* [EXERCISE AIM]: Please copy out every line of the rows below and shift each bounding-box coordinate in the answers up by 8. Leave all other lines as they are.

* [SUPPLIED MATERIAL]:
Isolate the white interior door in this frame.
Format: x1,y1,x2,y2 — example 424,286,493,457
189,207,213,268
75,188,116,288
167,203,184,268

* [REPLY]:
Isolate the white interior door in this frame.
Format: x1,y1,x2,y2 — example 424,286,493,457
197,215,221,276
83,196,124,296
175,211,192,276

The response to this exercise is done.